CCPR/C/132/D/2833/2016

Pacte international relatif aux droits civils et politiques

Distr. générale

10 septembre 2021

Français

Original : espagnol

Comité des droits de l’homme

Constatations adoptées par le Comité au titre de l’article 5 (par. 4) du Protocole facultatif, concernant la communicationno 2833/2016* , **

Communication présentée par :

José Luis Pichardo Salazar (représenté par un conseil, Oswaldo José Domínguez Florido)

Victime(s) présumée(s) :

L’auteur

État partie :

République bolivarienne du Venezuela

Date de la communication :

30 mars 2016 (date de la lettre initiale)

Références :

Décision prise en application de l’article 92 du règlement intérieur du Comité, communiquée à l’État partie le 19 octobre 2016 (non publiée sous forme de document)

Date des constatations :

14 juillet 2021

Objet :

Procédure pénale et mandat d’arrêt contre un homme d’affaires

Question(s) de procédure :

Épuisement des recours internes

Question(s) de fond :

Droit à un procès équitable ; droit d’être assisté par un conseil ; droit de se défendre ; droit à ce que sa cause soit entendue

Article(s) du Pacte :

2, 9 et 14 (par. 1, 2 et 3 a) à d))

Article(s) du Protocole facultatif :

5 (par. 2 b))

# # #

Consigne écrite A: D'après l'extrait du document, à quelle date la décision prise en application de l'article 92 du règlement intérieur a-t-elle été communiquée à l'État partie ?
Consigne écrite B: Indiquez si chacune des affirmations suivantes concorde avec l'extrait du document, en répondant par oui ou par non et en citant les mots décisifs : (i) le document a été rédigé à l'origine en espagnol ; (ii) les constatations ont été adoptées le 30 mars 2016 ; (iii) l'auteur de la communication est représenté par un conseil.

# # #

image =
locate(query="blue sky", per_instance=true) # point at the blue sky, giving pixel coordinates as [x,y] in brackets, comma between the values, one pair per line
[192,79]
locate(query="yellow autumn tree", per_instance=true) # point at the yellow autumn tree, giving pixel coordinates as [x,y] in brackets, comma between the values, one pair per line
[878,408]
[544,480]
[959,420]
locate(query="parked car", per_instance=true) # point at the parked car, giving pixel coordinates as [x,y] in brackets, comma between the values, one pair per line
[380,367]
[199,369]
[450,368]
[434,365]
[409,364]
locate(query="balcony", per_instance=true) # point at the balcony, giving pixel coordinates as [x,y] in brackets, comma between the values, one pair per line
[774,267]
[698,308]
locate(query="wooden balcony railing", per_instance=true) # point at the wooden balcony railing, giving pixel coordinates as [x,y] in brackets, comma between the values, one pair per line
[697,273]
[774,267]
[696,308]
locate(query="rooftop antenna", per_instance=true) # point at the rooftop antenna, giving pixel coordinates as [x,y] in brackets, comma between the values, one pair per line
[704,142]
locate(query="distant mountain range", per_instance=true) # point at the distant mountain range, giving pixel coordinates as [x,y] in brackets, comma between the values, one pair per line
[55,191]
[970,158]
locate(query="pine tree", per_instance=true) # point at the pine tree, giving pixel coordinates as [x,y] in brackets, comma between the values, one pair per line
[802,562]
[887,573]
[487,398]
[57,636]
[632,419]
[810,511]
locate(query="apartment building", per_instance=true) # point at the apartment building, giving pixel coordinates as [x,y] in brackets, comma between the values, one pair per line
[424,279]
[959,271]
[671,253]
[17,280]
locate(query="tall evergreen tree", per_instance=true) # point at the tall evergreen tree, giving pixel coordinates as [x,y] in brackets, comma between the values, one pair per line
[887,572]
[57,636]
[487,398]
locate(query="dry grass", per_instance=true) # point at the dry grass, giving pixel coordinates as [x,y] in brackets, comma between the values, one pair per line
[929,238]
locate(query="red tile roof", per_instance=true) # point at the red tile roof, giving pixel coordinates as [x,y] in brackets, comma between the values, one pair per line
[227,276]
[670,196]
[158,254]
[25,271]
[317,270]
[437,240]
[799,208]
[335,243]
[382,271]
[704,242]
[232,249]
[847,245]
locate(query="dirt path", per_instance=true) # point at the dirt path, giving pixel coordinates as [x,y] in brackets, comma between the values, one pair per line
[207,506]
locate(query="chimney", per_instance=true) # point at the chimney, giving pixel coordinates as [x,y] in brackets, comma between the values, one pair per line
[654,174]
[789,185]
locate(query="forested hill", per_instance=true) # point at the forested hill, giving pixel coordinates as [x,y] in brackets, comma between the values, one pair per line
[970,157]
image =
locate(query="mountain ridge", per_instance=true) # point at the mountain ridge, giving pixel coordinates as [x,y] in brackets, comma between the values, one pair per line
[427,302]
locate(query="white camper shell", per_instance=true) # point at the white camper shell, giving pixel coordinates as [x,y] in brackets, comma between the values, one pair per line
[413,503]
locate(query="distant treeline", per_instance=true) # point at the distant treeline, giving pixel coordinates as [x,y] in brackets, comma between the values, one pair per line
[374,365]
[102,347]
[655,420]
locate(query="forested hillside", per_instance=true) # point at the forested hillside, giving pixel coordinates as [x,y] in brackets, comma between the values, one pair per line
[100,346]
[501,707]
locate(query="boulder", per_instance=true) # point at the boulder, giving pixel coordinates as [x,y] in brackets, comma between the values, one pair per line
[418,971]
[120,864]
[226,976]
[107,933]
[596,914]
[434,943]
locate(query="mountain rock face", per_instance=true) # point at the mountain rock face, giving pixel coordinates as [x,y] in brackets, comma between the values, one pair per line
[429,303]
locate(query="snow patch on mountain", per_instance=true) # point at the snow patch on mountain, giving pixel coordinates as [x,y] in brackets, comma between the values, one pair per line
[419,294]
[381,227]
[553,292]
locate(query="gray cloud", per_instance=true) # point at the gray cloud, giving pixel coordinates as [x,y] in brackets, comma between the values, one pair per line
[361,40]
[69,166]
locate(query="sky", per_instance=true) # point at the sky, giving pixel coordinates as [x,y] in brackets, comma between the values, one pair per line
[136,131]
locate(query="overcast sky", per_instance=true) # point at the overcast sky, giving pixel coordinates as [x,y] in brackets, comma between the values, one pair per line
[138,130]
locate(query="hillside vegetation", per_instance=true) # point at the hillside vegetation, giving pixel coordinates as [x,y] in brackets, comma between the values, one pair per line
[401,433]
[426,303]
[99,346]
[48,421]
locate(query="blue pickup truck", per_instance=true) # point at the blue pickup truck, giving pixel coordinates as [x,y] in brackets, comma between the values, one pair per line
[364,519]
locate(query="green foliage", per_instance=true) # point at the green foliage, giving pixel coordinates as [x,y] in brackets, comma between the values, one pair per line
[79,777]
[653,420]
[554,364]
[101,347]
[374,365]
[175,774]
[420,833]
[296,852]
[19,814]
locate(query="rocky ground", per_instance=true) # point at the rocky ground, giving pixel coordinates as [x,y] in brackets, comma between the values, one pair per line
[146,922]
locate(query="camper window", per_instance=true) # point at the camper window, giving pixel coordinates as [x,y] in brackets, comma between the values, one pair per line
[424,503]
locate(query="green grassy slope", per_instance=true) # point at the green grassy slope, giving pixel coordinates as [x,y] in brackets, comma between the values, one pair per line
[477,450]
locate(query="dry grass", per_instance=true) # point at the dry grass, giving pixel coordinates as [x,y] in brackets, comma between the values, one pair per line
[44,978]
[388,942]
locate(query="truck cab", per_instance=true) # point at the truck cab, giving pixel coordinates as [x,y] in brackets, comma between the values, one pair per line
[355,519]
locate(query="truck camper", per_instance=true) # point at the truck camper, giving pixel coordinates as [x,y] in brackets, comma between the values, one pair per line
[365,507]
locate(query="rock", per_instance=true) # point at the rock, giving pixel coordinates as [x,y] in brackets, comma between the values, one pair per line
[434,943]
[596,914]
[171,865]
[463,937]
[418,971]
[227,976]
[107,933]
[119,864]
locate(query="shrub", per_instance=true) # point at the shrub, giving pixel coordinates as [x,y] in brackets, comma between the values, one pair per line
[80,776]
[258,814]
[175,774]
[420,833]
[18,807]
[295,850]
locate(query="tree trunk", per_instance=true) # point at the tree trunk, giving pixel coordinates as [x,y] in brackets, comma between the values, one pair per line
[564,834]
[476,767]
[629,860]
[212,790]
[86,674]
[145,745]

# # #

Réponse A: Le 19 octobre 2016.

Réponse B:
(i) Oui : « Original : espagnol ».
(ii) Non : la date des constatations est le « 14 juillet 2021 ». Le 30 mars 2016 correspond à la « date de la lettre initiale ».
(iii) Oui : « représenté par un conseil, Oswaldo José Domínguez Florido ».